#### Work to complete:
All of the data is to be copied without a single change.

#### The data:
--*--

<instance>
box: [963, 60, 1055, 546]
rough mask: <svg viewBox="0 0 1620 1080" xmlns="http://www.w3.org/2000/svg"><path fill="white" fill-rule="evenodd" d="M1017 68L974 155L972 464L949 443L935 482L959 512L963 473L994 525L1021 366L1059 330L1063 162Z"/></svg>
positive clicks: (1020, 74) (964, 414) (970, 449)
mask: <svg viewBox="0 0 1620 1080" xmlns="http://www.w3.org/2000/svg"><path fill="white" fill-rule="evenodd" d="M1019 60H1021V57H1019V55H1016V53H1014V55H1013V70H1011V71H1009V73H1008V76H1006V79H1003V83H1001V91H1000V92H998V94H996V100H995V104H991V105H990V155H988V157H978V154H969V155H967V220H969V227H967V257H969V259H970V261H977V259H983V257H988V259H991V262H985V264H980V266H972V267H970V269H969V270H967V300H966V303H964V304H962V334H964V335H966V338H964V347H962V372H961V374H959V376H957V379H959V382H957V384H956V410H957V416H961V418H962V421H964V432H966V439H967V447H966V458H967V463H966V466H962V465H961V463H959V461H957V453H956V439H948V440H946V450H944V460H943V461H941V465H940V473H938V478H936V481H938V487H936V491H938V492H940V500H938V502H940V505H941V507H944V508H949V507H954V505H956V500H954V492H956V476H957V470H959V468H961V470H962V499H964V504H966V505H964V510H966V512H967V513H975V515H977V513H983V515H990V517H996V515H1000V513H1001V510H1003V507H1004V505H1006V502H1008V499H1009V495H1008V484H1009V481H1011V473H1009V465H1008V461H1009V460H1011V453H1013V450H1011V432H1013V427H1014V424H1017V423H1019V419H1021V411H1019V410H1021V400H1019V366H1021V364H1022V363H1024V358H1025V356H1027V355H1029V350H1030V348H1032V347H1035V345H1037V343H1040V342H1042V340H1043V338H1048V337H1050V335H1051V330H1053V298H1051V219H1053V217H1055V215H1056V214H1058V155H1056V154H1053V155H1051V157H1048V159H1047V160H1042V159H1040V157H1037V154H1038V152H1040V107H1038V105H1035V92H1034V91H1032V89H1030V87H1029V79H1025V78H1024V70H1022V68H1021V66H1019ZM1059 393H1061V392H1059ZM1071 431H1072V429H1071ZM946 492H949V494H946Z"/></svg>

--*--

#### Solution to this problem:
<instance>
box: [963, 60, 1055, 546]
rough mask: <svg viewBox="0 0 1620 1080" xmlns="http://www.w3.org/2000/svg"><path fill="white" fill-rule="evenodd" d="M1017 68L974 155L972 464L949 443L935 482L959 512L963 473L994 525L1021 366L1059 330L1063 162Z"/></svg>
positive clicks: (1020, 74) (964, 414) (970, 449)
mask: <svg viewBox="0 0 1620 1080" xmlns="http://www.w3.org/2000/svg"><path fill="white" fill-rule="evenodd" d="M1019 60H1021V57H1019V55H1016V53H1014V55H1013V70H1011V71H1009V73H1008V76H1006V79H1003V83H1001V91H1000V92H998V94H996V100H995V104H991V105H990V155H988V157H978V154H969V155H967V220H969V227H967V257H969V259H970V261H977V259H983V257H988V259H991V262H985V264H980V266H972V267H970V269H969V270H967V300H966V303H964V304H962V334H964V335H966V338H964V347H962V372H961V374H959V376H957V379H959V382H957V384H956V410H957V416H961V418H962V421H964V432H966V439H967V447H966V458H967V463H966V466H962V465H961V463H959V461H957V453H956V439H948V440H946V450H944V460H943V461H941V465H940V473H938V478H936V481H938V487H936V491H938V492H940V500H938V502H940V505H941V507H944V508H949V507H954V505H956V500H954V492H956V476H957V470H959V468H961V470H962V499H964V504H966V505H964V510H966V512H967V513H975V515H977V513H983V515H990V517H996V515H1000V513H1001V510H1003V507H1004V505H1006V502H1008V499H1009V495H1008V484H1009V481H1011V473H1009V465H1008V461H1009V460H1011V453H1013V450H1011V432H1013V427H1014V424H1017V423H1019V419H1021V411H1019V410H1021V400H1019V366H1021V364H1022V363H1024V358H1025V356H1027V355H1029V350H1030V348H1032V347H1035V345H1037V343H1040V342H1042V340H1043V338H1048V337H1050V335H1051V330H1053V298H1051V219H1053V217H1055V215H1056V214H1058V155H1056V154H1053V155H1051V157H1048V159H1047V160H1042V159H1040V157H1037V154H1038V152H1040V107H1038V105H1035V92H1034V91H1032V89H1030V87H1029V79H1025V78H1024V70H1022V68H1021V66H1019ZM1059 393H1061V392H1059ZM1071 431H1072V429H1071ZM946 492H949V494H946Z"/></svg>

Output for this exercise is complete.